━━ Material provided ━━

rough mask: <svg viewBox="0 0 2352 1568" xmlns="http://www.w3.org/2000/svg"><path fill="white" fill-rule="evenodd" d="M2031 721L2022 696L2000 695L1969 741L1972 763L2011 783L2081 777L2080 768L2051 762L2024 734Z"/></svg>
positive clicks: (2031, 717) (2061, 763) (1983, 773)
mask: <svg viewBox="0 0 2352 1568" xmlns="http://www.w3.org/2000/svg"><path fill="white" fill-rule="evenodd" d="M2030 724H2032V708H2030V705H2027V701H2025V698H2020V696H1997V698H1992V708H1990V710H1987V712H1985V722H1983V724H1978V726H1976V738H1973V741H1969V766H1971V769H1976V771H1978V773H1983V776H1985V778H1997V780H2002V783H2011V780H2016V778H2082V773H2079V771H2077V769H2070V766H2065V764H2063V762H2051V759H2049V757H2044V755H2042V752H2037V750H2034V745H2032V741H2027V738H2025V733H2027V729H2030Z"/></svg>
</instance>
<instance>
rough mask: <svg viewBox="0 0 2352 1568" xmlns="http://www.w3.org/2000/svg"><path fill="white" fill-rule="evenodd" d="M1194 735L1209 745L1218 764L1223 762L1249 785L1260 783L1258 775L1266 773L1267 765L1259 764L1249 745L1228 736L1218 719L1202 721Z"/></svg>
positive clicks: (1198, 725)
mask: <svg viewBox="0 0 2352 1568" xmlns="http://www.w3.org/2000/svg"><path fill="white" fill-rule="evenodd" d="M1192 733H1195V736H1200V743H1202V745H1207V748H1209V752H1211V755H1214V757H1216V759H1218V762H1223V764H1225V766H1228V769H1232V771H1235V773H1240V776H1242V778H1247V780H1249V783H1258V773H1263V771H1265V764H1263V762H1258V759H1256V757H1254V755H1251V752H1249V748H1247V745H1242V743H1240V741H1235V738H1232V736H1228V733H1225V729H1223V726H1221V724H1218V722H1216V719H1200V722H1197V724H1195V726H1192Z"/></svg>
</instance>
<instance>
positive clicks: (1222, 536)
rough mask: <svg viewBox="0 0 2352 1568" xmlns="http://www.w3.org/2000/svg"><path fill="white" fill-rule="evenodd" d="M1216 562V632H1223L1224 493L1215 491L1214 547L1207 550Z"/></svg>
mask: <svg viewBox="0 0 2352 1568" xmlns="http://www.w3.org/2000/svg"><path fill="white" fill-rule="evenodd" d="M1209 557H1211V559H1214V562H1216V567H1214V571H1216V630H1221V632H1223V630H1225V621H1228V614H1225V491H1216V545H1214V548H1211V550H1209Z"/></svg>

━━━

### Task statement
Rewrite the data above, changing every "rough mask" to "coarse mask" and leaving everything else as it is.

### Exercise answer
coarse mask: <svg viewBox="0 0 2352 1568" xmlns="http://www.w3.org/2000/svg"><path fill="white" fill-rule="evenodd" d="M2031 721L2022 696L2000 695L1969 741L1972 763L2011 783L2081 777L2080 768L2051 762L2024 734Z"/></svg>
positive clicks: (2031, 717) (2061, 763) (1983, 773)
mask: <svg viewBox="0 0 2352 1568" xmlns="http://www.w3.org/2000/svg"><path fill="white" fill-rule="evenodd" d="M2030 724H2032V708H2030V705H2027V701H2025V698H2020V696H1997V698H1992V708H1990V710H1987V712H1985V722H1983V724H1978V726H1976V738H1973V741H1969V766H1971V769H1976V771H1978V773H1983V776H1985V778H1997V780H2002V783H2011V780H2016V778H2082V773H2079V771H2077V769H2070V766H2065V764H2063V762H2051V759H2049V757H2044V755H2042V752H2037V750H2034V745H2032V741H2027V738H2025V733H2027V729H2030Z"/></svg>
</instance>
<instance>
coarse mask: <svg viewBox="0 0 2352 1568" xmlns="http://www.w3.org/2000/svg"><path fill="white" fill-rule="evenodd" d="M1194 735L1209 745L1218 764L1223 762L1249 785L1260 783L1258 775L1266 773L1267 765L1259 764L1249 745L1228 736L1218 719L1202 721Z"/></svg>
positive clicks: (1198, 725)
mask: <svg viewBox="0 0 2352 1568" xmlns="http://www.w3.org/2000/svg"><path fill="white" fill-rule="evenodd" d="M1192 733H1195V736H1200V743H1202V745H1207V748H1209V752H1211V755H1214V757H1216V759H1218V762H1223V764H1225V766H1228V769H1232V771H1235V773H1240V776H1242V778H1247V780H1249V783H1258V773H1263V771H1265V764H1263V762H1258V759H1256V757H1254V755H1251V752H1249V748H1247V745H1242V743H1240V741H1235V738H1232V736H1228V733H1225V729H1223V726H1221V724H1218V722H1216V719H1200V722H1197V724H1195V726H1192Z"/></svg>
</instance>
<instance>
positive clicks: (1222, 536)
coarse mask: <svg viewBox="0 0 2352 1568" xmlns="http://www.w3.org/2000/svg"><path fill="white" fill-rule="evenodd" d="M1216 562V632H1223L1224 493L1215 491L1214 547L1207 550Z"/></svg>
mask: <svg viewBox="0 0 2352 1568" xmlns="http://www.w3.org/2000/svg"><path fill="white" fill-rule="evenodd" d="M1209 557H1211V559H1214V562H1216V567H1214V571H1216V630H1221V632H1223V630H1225V621H1228V614H1225V491H1216V545H1214V548H1211V550H1209Z"/></svg>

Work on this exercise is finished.